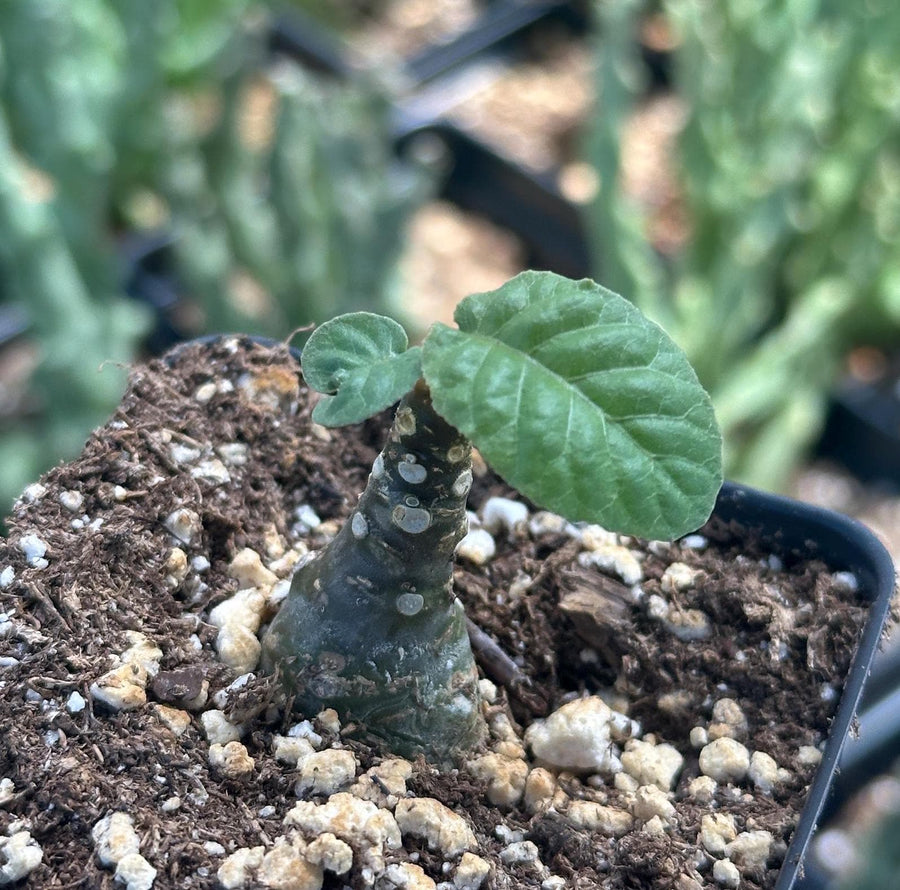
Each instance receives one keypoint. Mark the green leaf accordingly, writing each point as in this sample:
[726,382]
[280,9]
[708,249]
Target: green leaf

» **INSTRUCTION**
Copy every line of the items above word for word, leaving out the pictures.

» **RESPONSE TO THIS EXERCISE**
Each instance receives one keypoint. Mark the green leaf accordingly, writing each point as in this sample:
[726,382]
[280,9]
[708,249]
Target: green leaf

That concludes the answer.